#### Extracted records
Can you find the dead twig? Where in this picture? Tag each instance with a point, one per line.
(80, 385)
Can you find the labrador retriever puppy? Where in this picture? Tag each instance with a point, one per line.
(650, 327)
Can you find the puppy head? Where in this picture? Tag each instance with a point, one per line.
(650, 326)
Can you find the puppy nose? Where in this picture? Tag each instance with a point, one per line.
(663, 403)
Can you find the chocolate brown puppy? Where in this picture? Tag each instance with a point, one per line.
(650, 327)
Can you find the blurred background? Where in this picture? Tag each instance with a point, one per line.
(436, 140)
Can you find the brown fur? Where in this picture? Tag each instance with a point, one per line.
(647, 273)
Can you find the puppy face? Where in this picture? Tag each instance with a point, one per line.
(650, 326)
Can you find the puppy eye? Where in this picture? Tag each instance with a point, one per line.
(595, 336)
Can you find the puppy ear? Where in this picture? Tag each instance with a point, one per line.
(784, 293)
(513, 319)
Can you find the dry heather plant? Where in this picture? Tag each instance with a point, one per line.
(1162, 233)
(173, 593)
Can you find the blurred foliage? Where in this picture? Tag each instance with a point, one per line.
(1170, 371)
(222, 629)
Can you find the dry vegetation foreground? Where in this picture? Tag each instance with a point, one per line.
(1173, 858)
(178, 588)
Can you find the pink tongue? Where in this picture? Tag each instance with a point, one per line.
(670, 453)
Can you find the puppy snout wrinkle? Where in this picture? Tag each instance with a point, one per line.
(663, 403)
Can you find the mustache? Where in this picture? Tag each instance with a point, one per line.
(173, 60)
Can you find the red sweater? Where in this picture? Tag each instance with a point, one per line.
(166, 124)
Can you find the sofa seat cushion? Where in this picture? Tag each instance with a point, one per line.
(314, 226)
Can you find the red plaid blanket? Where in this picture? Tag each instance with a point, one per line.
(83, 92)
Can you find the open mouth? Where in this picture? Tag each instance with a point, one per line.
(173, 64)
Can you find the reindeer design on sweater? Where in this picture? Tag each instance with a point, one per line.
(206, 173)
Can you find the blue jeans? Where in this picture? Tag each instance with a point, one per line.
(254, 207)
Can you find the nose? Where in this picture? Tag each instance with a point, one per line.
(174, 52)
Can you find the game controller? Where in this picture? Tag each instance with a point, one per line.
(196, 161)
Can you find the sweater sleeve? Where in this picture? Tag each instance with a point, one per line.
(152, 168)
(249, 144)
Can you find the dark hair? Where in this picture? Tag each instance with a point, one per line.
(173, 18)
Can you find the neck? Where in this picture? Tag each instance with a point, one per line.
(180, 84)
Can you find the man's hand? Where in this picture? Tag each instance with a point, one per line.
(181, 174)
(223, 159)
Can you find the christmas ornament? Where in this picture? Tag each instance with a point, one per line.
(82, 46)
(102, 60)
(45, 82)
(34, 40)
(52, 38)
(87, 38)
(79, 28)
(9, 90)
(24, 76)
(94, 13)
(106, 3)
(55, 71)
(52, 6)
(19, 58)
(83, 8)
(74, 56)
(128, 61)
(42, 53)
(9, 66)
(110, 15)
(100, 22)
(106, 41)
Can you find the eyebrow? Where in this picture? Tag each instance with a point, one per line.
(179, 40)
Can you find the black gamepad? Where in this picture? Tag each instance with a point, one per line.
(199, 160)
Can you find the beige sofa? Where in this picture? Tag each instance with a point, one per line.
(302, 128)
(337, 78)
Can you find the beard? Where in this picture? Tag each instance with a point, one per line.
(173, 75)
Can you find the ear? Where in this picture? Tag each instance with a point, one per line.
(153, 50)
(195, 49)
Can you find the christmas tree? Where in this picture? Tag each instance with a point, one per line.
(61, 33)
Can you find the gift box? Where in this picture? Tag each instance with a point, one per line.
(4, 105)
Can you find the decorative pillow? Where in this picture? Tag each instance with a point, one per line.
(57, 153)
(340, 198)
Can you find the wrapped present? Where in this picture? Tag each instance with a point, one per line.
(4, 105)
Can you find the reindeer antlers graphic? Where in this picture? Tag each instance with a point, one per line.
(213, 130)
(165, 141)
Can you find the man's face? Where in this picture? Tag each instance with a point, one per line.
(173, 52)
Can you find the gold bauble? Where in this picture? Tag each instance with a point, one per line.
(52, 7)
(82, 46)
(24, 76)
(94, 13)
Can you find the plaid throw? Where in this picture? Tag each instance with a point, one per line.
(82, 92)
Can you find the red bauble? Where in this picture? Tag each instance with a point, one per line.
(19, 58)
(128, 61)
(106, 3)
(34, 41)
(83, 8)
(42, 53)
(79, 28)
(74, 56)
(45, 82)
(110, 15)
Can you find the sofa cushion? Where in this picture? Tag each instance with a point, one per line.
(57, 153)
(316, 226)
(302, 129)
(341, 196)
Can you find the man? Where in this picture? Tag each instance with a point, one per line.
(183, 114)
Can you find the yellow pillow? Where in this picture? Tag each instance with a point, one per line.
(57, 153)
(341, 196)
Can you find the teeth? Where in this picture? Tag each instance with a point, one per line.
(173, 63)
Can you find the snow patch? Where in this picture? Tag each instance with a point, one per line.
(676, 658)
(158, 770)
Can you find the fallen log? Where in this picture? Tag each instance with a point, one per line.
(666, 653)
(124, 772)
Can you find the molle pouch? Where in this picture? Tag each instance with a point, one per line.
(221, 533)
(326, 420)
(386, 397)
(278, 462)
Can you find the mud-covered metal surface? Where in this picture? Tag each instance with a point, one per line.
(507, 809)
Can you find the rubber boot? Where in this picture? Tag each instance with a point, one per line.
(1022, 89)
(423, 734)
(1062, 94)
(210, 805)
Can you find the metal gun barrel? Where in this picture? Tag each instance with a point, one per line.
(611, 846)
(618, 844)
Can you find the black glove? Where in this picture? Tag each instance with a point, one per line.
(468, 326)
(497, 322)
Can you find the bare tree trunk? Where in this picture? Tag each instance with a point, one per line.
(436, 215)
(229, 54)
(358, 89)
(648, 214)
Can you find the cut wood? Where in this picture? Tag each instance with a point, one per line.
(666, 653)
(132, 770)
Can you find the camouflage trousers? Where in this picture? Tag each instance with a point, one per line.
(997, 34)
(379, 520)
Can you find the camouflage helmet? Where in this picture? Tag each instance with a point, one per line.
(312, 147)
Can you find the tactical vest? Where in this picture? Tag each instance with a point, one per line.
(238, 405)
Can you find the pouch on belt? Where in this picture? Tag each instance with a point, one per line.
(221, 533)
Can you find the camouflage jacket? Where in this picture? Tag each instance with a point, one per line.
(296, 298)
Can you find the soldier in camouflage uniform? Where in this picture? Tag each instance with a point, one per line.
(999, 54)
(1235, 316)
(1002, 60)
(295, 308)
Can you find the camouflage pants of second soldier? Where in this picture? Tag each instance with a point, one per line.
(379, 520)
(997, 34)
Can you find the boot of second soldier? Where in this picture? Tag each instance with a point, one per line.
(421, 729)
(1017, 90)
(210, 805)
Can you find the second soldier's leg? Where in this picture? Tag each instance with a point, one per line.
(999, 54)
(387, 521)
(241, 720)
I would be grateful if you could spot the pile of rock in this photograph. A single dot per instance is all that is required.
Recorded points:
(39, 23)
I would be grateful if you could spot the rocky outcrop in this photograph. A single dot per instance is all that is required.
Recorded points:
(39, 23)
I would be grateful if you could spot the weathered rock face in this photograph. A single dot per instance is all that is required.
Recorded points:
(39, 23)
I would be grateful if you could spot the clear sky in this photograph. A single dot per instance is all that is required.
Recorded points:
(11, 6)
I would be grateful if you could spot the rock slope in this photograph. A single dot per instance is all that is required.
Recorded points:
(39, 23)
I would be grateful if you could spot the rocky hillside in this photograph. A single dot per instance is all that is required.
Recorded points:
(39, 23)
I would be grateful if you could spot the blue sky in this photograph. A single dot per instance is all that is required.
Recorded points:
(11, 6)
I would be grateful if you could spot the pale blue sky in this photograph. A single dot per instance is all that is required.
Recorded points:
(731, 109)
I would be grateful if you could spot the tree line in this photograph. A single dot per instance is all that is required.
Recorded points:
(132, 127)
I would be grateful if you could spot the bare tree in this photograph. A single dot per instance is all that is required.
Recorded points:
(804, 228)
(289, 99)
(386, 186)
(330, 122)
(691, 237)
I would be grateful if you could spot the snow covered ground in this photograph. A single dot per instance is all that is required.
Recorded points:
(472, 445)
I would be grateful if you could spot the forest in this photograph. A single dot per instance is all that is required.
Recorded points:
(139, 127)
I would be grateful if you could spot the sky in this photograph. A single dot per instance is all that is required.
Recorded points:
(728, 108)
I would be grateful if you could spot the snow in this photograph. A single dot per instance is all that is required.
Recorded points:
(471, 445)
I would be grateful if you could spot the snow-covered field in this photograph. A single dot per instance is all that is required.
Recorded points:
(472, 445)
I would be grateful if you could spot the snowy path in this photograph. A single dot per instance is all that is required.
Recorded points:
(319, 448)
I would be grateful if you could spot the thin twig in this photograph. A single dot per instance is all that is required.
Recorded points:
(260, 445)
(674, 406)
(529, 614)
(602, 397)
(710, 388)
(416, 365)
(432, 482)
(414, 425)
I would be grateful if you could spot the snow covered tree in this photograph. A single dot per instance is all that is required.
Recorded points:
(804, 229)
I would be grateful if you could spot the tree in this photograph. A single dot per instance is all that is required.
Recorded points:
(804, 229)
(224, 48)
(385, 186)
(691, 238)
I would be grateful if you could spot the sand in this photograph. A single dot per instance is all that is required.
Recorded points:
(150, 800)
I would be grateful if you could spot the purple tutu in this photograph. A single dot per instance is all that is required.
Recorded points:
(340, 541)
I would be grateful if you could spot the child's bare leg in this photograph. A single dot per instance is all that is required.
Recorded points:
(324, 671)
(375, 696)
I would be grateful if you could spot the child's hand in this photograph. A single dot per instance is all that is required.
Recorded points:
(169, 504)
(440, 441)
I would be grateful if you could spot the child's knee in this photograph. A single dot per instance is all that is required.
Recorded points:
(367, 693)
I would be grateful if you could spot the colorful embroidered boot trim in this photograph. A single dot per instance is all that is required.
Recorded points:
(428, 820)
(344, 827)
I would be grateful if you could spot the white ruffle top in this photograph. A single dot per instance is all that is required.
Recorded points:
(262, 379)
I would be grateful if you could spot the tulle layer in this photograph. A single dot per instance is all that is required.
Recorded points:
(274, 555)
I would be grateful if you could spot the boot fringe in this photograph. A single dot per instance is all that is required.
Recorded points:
########
## Task prompt
Repeat exactly, and only, the lines from the one containing "I would be grateful if you could spot the purple" through the end of the material.

## Written reply
I would be grateful if you could spot the purple tutu in this photograph. A single dot per instance is all that is required.
Recorded points:
(340, 541)
I would be grateful if you could spot the child's bare leg in this photograph. A single dot per instance is all that is required.
Recorded points:
(324, 671)
(375, 696)
I would be grateful if you could spot the child's hand in this photograph. A single dot per instance is all that is required.
Recorded points:
(169, 504)
(440, 441)
I would be grateful if you could spot the child's knee in this photograph. A single dot per instance is all that is required.
Recorded points:
(367, 693)
I would be grateful if you could spot the colorful embroidered boot trim in this photograph. A single dot per instance is all that is required.
Recorded points:
(428, 820)
(344, 827)
I would be grateful if you could spot the white ruffle top in this photograph. A single dot per instance is all that is required.
Recorded points:
(262, 379)
I would be grateful if you could spot the tulle layer in this photograph. A single dot per instance is all that is required.
Recorded points:
(274, 555)
I would be grateful if you could spot the boot fringe in this photograph. A single dot per instance is all that is required.
Recorded points:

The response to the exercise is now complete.